··· Given passage ···

I completed this work as a single coder. Within a grounded theory approach, several researchers have argued that working as a single coder is preferable as it allows the researcher to bring their background assumptions, intuition, and interpretations to add insight and depth to the analysis (Bradley et al. 2007). This approach has been contrasted with the more deductive approaches of quantitative research (Xu & Storr, 2012), which understands evidence as objective and value-free. Rather, the constructivist underpinnings of grounded theory recognise that all data are interpreted from a particular vantage point. As a result, the researcher is expected to engage in a process of sense-making drawing on the entirety of the research experience and ultimately acting as the research instrument themselves (Xu & Storr, 2012).

Considering these assumptions, instead of coming to a particular answer or ‘objective truth’, grounded theory studies seek to unpack the richness of a particular case with a view to generating ‘thick description’ (Denzin, 1989; Geertz, 1973). Though this term has a degree of controversy (Ponterotto, 2006), it is often understood as being the application of verisimilitude to the write up of results. This means that processes, people, and practices are described in detail and as a way of abductively analysing the particular object of inquiry. As part of this, the underlying context and ‘webs of meaning’ are interrogated to understand how they frame the actors and institutions involved in a particular case. In this way, thick description leading to theoretical inference is a hallmark of grounded theory methodology.

Finally, the site or level of analysis was the interactions between consultants and coalitions. Indeed, one of the oldest and most entrenched concepts within general theories of policy influence is that of the coalition (McCool, 1998). As part of this, it is generally accepted right across the ‘ontological divide’ that coalitions are fundamental in shaping the design and delivery of public policy (Béland & Cox, 2016; Hajer, 1997; Sabatier, 1988). This made the consultant–coalition interaction fertile ground for interrogating the concerns of the study. Moreover, coalitions are not explored in much depth in the ‘consultocracy’ literature (but see Sturdy, 2018). As a result, unpacking the consultant–coalition interaction had the potential to add additional novelty to this burgeoning body of work.

In line with a grounded theory approach, I drew on an interpretivist–constructivist understandings of a coalition. More specifically, I adopted Hajer’s (1997) notion of a ‘discourse coalitions’. A discourse coalition is ‘the ensemble of a set of story lines, the actors that utters these story lines, and the practices that conform to these story lines, all organized around a discourse’ (Hajer, 1997, p. 47). This means that actors in a policy sub-system will coalesce around collective expressions of the interpretations they give to social and political phenomena. It is these shared narratives that mean discourse coalitions form in the first place, remain stable over time, and work collaboratively for collective action.

··· Entries shown ···

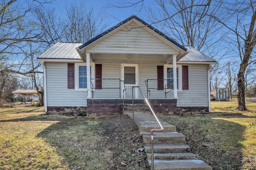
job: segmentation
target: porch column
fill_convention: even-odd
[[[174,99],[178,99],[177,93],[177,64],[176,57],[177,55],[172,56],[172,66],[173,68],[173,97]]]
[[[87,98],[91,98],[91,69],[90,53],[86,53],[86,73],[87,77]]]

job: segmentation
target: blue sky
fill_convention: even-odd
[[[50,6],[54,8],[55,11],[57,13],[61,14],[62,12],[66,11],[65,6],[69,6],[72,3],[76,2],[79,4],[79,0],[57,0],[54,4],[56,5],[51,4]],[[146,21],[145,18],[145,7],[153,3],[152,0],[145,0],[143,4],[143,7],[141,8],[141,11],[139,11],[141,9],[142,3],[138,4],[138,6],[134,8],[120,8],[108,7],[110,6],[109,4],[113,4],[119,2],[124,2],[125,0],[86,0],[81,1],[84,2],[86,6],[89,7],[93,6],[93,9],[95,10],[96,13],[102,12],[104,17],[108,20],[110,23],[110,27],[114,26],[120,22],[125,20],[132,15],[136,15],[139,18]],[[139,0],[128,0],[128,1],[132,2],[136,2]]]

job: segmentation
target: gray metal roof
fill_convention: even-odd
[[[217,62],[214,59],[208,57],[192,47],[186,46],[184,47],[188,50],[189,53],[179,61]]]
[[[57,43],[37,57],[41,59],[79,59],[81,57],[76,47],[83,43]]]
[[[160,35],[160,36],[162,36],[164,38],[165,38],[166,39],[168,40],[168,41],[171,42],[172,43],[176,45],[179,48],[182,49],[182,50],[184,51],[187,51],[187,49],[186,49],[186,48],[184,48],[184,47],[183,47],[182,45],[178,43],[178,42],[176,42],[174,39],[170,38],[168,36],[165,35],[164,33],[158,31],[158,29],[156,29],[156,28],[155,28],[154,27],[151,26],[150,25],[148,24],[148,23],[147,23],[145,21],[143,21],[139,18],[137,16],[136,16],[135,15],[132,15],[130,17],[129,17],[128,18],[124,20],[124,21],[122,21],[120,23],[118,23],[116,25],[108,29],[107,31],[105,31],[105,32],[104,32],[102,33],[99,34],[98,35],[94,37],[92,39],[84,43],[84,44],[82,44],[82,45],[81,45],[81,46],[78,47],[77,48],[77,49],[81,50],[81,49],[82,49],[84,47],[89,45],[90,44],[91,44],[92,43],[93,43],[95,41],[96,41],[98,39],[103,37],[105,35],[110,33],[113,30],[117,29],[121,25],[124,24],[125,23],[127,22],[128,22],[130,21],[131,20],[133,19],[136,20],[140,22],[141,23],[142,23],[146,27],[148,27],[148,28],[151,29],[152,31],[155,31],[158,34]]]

···

■ Given request A
Rewrite the grounded theory passage starting at "Considering these assumptions, instead" and ending at "grounded theory methodology.", replacing "thick description" with "rich description".
■ Given request B
Do these statements agree with the grounded theory passage? Answer yes or no for each and quote the words that decide it.
(i) The author worked with a team of coders.
(ii) The site of analysis was the interactions between consultants and coalitions.
(iii) Coalitions are explored in depth in the ‘consultocracy’ literature.
■ Given request C
Continue the grounded theory passage from its last sentence.

■ Exercise answer A
Considering these assumptions, instead of coming to a particular answer or ‘objective truth’, grounded theory studies seek to unpack the richness of a particular case with a view to generating ‘rich description’ (Denzin, 1989; Geertz, 1973). Though this term has a degree of controversy (Ponterotto, 2006), it is often understood as being the application of verisimilitude to the write up of results. This means that processes, people, and practices are described in detail and as a way of abductively analysing the particular object of inquiry. As part of this, the underlying context and ‘webs of meaning’ are interrogated to understand how they frame the actors and institutions involved in a particular case. In this way, rich description leading to theoretical inference is a hallmark of grounded theory methodology.

■ Exercise answer B
(i) No: "I completed this work as a single coder."
(ii) Yes: "the site or level of analysis was the interactions between consultants and coalitions"
(iii) No: "coalitions are not explored in much depth in the ‘consultocracy’ literature"

■ Exercise answer C
Three discourse coalitions

Three discourse coalitions (Hajer, 1997) formed part of the process under investigation—the ‘efficiency’ coalition, the ‘system reform’ coalition, and the ‘Local Blame’ coalition. The efficiency coalition was the first coalition to emerge in the case. It was a central part of the NSW Government’s efforts to implement its ‘Better Services and Value Plan’. This coalition was charged with trying to understand how to best make efficiency gains within the NSW public education system. As part of this, the coalition engaged consultants from BCG and PwC to conduct an expenditure review of the NSW Department of Education and Training. The ‘system reform’ coalition was then charged with implementing the findings and recommendations arising from the BCG and PwC reports. However, this coalition generally rejected the consultants’ work. Instead, the coalition drew on the report of another consulting firm—McKinsey & Co. —in its sense-making processes. Finally, the ‘Local Blame’ coalition emerged in direct response to some of the findings and recommendations from the BCG and PwC reports. Key members of this third coalition began advocating against the reform work being completed by the Education Department. In this way, the consultant reports became crucial aspects of the coalition’s advocacy efforts.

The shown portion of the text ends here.